SHORT PROBLEM: List every line in the items below that contains the string "support".

LISTED ENTRIES:
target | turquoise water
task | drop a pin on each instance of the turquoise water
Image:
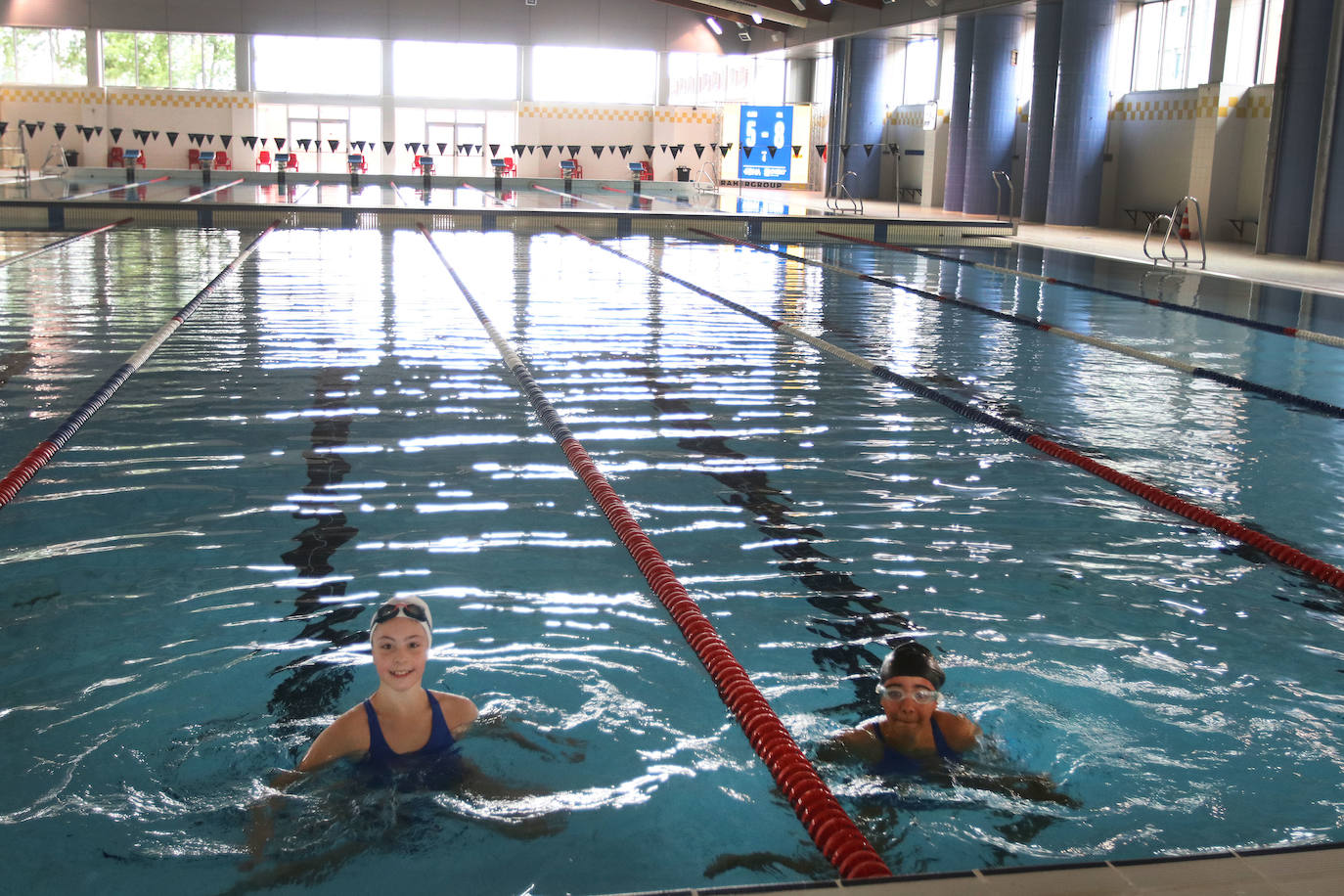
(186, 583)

* * *

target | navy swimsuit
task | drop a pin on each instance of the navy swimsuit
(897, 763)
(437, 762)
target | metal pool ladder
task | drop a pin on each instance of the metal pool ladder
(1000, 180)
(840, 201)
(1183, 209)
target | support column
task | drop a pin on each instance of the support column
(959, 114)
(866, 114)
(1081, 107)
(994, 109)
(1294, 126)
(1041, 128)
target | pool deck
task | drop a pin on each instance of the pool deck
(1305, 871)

==

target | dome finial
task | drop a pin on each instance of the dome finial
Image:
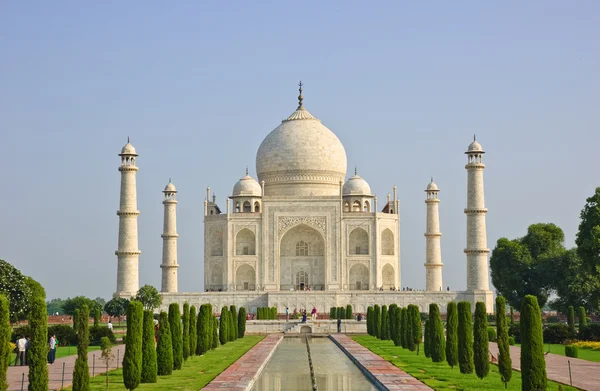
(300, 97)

COMPLETE RESPONSE:
target | support column
task | drop a pin on each instance of the support column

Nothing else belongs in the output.